Using Deep Learning to classify facility rooftops and determine solar installation potential ☀️

Margaux Masson-Forsythe
Published in
10 min readSep 1, 2021
Rooftops detection — Source: Omdena

Solar energy hasn’t reached its full potential as a clean energy source for the United States yet. According to National Renewable Energy Laboratory (NREL) analysis in 2016, there are over 8 billion square meters of rooftops on which solar panels could be installed in the United States, representing over 1 terawatt of potential solar capacity.

Therefore, significant work remains to be done to accelerate the deployment of solar energy in the US.

Problem Statement

The goal of this 2 months challenge was to detect and classify Commercial and Industrial rooftops in North America in order to identify the potential of facilities’ solar installation in this region. Solar rooftop potential for the entire country is the number of rooftops that would be suitable for solar power, depending on the uncluttered surface area, shading, direction, and location.

The challenge partner was a Techstars Energy tech startup called “EnergyTech Startup” that provides a digital map of these facilities' rooftops and energy profiles.

The final goal of this challenge is to accelerate the growth of solar installations in the United States.

» **Instruction 1**
Reproduce the passage of the rooftop solar article starting with "Solar energy hasn’t" and going on through "potential solar capacity.".
» **Instruction 2**
According to the 2016 NREL analysis cited in the rooftop solar article, how many square meters of US rooftops could hold solar panels?
The material placed after this text has no connection to it.

» **Given data**

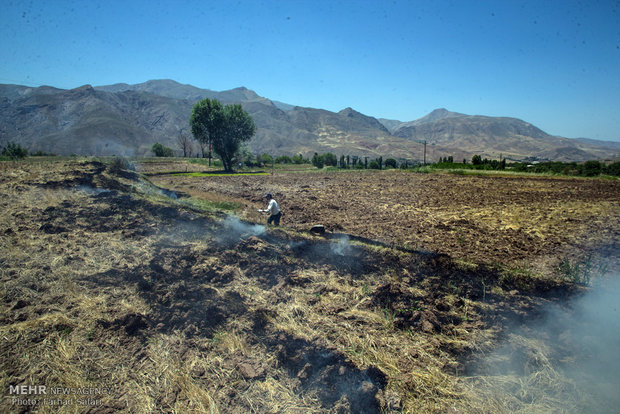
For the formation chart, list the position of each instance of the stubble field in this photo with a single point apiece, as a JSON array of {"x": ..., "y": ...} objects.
[{"x": 528, "y": 222}]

» **Written reply 1**
Solar energy hasn’t reached its full potential as a clean energy source for the United States yet. According to National Renewable Energy Laboratory (NREL) analysis in 2016, there are over 8 billion square meters of rooftops on which solar panels could be installed in the United States, representing over 1 terawatt of potential solar capacity.

» **Written reply 2**
Over 8 billion square meters.